Il faut bien considérer que l’obligation de devoir établir et mettre à jour cette fiche, pour lequel la loi prévoit que le salarié -ou ses ayants droit en cas de décès- dispose d’un droit d’accès (et de rectification), est de nature à entraîner de nombreuses conséquences juridiques et à aggraver le risque pour l’employeur de voir sa responsabilité engagée.

Une vigilance et un suivi permanents sont donc de rigueur :

  • D’une part, le fait pour l’employeur ou son représentant de ne pas remplir ou actualiser correctement la fiche constitue une infraction réprimée à l’article R4741-1-1 du Code du travail, pour laquelle l’inspecteur ou le contrôleur du travail peuvent dresser procès-verbal (précisons qu’il s’agit d’une contravention de 5e classe, et que l’amende correspondante est appliquée autant de fois qu’il y a de travailleurs concernés). Citons également le délit général prévu à l’article L4741-1 du Code du travail en cas de faute personnelle du chef d’entreprise ou de son délégataire pour  manquement aux textes applicables en matière de santé et sécurité au travail.
  • D’autre part, le défaut de remise de la fiche au travailleur en cas de départ de l’établissement, d'arrêt de travail d'au moins 30 jours consécutif à un ATMP et d'au moins 3 mois dans les autres cas serait de nature à engager la responsabilité civile de l’employeur. Dans un cas de toute évidence transposable, la jurisprudence a récemment condamné une entreprise à verser des dommages et intérêts à ses salariés (en l’espèce 4000 euros x 154 salariés, soit 616 000 euros de toute même), pour défaut de remise de l’attestation d'exposition à l'amiante lors de leur départ de l'établissement (cf. Cass. Soc. 23 octobre 2012, n° 11-13792).

= = =

# Exercices à traiter
1. Pour chaque affirmation, indiquez si elle concorde avec le texte fourni. Répondez par oui ou par non en citant à l'identique les mots du texte qui tranchent.
(a) L'amende de la contravention de 5e classe n'est appliquée qu'une seule fois, quel que soit le nombre de travailleurs.
(b) Le salarié dispose d'un droit d'accès et de rectification concernant la fiche.
(c) La décision de la Cour de cassation mentionnée date du 23 octobre 2012.
2. Répondez brièvement à ces questions sur le texte fourni.
(a) Quel article du Code du travail réprime le fait de ne pas remplir ou actualiser correctement la fiche ?
(b) Après quelle durée d'arrêt de travail consécutif à un ATMP la fiche doit-elle être remise au travailleur ?
(c) Combien de salariés étaient concernés dans l'affaire jugée par la Cour de cassation ?

= = =

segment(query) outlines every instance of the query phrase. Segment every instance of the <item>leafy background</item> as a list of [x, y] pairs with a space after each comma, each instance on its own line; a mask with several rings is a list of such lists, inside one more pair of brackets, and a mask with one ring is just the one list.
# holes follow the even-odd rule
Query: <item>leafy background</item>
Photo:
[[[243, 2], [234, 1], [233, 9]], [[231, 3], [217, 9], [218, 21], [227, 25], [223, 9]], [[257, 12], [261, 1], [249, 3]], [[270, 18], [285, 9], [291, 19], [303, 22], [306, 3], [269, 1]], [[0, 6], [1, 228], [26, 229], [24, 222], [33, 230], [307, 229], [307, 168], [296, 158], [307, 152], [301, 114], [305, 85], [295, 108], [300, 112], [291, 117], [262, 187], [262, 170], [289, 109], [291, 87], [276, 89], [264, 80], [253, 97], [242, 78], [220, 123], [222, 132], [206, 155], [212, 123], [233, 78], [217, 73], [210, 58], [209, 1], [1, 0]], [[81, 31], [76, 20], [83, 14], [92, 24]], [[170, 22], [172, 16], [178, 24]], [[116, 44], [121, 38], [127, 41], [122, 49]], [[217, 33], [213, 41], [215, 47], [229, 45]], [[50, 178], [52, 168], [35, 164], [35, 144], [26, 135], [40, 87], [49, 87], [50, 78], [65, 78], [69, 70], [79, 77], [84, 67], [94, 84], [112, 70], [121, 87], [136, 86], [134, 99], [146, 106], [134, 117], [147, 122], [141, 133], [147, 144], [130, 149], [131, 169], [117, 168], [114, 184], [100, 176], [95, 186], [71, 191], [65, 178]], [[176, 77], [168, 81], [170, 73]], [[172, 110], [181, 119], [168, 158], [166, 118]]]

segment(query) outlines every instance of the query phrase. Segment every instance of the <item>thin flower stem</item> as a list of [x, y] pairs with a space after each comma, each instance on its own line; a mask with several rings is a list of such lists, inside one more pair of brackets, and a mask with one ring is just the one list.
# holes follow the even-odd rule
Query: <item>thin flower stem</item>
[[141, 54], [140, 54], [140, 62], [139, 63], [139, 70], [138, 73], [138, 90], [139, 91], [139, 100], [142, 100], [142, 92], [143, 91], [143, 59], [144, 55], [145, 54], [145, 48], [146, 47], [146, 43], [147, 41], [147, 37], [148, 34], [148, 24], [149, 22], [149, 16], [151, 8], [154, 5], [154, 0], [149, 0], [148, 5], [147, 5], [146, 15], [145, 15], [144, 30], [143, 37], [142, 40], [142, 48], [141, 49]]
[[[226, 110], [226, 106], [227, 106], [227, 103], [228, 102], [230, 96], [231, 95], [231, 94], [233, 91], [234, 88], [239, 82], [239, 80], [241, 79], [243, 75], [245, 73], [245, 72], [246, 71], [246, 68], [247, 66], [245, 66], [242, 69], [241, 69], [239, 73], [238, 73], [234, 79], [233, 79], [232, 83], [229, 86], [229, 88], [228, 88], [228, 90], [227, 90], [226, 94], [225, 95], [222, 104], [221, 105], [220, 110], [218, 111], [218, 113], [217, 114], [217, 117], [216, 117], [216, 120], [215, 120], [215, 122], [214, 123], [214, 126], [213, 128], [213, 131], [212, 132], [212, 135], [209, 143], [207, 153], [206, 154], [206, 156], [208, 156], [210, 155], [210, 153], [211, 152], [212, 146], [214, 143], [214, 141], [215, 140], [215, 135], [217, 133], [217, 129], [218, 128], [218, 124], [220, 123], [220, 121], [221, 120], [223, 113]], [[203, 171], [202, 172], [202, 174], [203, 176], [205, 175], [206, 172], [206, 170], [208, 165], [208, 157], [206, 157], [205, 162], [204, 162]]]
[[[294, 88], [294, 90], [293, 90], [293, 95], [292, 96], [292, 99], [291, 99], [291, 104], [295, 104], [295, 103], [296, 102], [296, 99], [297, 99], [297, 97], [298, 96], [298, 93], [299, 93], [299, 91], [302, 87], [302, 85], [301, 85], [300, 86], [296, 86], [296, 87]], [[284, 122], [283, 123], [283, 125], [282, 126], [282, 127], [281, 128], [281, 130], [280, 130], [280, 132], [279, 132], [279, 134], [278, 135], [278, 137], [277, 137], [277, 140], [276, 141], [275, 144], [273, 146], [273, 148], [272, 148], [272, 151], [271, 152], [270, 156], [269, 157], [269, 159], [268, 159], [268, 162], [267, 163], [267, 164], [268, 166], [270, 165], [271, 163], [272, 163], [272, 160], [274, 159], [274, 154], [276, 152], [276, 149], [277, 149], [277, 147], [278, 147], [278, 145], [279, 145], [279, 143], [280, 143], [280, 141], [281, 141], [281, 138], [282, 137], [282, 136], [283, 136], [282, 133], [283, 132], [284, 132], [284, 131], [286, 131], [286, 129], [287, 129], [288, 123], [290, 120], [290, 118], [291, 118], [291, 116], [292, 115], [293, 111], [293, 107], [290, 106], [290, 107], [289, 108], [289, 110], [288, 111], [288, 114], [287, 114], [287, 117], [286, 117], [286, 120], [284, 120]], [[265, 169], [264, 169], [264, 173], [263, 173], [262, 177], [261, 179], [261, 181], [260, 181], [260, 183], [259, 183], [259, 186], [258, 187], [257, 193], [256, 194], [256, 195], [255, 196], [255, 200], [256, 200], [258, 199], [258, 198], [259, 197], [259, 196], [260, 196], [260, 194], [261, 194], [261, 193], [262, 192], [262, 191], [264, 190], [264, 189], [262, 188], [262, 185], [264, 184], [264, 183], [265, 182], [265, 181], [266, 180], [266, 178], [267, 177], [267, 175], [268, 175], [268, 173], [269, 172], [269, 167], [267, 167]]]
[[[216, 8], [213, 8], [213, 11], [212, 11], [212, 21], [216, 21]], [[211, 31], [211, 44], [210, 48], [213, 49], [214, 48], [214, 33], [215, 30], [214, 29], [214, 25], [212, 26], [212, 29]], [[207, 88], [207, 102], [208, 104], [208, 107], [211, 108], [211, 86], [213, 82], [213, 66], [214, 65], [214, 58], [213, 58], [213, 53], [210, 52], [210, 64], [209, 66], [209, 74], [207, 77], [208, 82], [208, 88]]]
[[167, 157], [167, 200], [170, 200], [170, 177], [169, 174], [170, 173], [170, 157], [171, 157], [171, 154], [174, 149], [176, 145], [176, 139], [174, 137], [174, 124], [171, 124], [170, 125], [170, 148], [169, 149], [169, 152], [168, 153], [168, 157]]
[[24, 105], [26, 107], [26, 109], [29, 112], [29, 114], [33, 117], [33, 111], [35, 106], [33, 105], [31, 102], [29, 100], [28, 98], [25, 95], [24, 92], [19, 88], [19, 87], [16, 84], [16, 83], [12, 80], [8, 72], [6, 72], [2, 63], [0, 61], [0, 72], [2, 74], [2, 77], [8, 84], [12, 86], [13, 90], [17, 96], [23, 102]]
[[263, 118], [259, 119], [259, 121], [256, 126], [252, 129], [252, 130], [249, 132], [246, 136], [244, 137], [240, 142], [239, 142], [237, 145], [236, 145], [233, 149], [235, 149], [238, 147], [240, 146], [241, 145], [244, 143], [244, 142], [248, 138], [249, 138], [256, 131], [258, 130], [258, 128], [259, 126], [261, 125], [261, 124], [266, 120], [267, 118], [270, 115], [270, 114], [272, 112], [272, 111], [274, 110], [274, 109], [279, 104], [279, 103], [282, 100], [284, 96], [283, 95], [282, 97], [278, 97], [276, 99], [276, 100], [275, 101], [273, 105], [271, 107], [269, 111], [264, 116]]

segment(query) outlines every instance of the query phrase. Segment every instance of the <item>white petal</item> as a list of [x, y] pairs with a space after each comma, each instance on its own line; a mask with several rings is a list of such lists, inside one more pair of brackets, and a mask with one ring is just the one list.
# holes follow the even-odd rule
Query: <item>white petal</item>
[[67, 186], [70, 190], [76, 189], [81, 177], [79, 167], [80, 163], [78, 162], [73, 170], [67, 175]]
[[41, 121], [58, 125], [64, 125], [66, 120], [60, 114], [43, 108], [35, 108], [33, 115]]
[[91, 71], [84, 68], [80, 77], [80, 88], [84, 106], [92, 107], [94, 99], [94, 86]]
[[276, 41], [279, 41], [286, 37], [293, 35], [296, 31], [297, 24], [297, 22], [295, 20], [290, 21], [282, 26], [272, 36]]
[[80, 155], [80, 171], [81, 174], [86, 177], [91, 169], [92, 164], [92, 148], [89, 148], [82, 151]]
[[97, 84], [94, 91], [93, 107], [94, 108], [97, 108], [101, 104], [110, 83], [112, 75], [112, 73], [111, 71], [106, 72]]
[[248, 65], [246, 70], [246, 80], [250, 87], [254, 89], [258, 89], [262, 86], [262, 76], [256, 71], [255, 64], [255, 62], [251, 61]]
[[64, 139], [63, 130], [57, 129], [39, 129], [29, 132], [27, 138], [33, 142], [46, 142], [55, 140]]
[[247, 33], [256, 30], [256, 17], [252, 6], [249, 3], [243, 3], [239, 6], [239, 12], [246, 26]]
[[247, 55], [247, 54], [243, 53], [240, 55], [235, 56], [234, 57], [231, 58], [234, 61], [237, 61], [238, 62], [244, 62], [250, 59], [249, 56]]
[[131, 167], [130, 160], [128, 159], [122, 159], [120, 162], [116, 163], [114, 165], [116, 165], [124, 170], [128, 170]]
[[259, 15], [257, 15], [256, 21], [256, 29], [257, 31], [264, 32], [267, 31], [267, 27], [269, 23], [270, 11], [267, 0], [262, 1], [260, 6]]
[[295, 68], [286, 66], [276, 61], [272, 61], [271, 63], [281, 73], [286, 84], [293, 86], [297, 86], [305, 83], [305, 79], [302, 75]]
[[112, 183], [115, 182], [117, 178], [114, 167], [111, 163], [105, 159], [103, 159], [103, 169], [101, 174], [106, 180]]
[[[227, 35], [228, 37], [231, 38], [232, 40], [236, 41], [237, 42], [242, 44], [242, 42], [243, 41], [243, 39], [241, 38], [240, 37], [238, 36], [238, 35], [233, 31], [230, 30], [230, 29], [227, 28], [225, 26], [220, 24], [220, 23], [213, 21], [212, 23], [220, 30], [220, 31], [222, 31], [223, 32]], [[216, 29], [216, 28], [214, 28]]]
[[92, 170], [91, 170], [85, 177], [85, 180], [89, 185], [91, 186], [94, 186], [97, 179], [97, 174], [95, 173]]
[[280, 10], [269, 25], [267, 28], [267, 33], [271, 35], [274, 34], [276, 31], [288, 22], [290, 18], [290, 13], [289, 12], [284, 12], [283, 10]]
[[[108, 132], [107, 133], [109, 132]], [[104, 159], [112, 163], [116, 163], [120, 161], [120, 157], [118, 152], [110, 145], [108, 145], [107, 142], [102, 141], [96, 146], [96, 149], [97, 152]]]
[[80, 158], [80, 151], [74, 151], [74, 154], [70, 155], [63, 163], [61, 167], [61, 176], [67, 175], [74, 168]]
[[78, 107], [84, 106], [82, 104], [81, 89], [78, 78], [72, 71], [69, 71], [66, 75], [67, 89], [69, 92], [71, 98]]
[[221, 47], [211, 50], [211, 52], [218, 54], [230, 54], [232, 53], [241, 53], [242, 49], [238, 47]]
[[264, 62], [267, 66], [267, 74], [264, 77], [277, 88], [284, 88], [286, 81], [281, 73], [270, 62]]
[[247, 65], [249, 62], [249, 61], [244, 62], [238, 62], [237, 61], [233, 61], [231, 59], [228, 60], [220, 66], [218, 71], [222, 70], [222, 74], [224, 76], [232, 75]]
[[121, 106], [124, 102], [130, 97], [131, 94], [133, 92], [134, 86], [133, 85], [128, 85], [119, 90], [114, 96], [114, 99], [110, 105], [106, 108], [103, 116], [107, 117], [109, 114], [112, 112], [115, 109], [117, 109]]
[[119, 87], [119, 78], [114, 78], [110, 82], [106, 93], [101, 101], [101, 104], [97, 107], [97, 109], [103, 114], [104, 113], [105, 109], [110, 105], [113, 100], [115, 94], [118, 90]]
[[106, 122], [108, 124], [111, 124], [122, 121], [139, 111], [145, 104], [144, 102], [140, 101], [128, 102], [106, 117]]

= = =

# Corrigé de l'exercice
1.
(a) Non : « l’amende correspondante est appliquée autant de fois qu’il y a de travailleurs concernés »
(b) Oui : « le salarié -ou ses ayants droit en cas de décès- dispose d’un droit d’accès (et de rectification) »
(c) Oui : « Cass. Soc. 23 octobre 2012, n° 11-13792 »

2.
(a) L'article R4741-1-1.
(b) Au moins 30 jours.
(c) 154 salariés.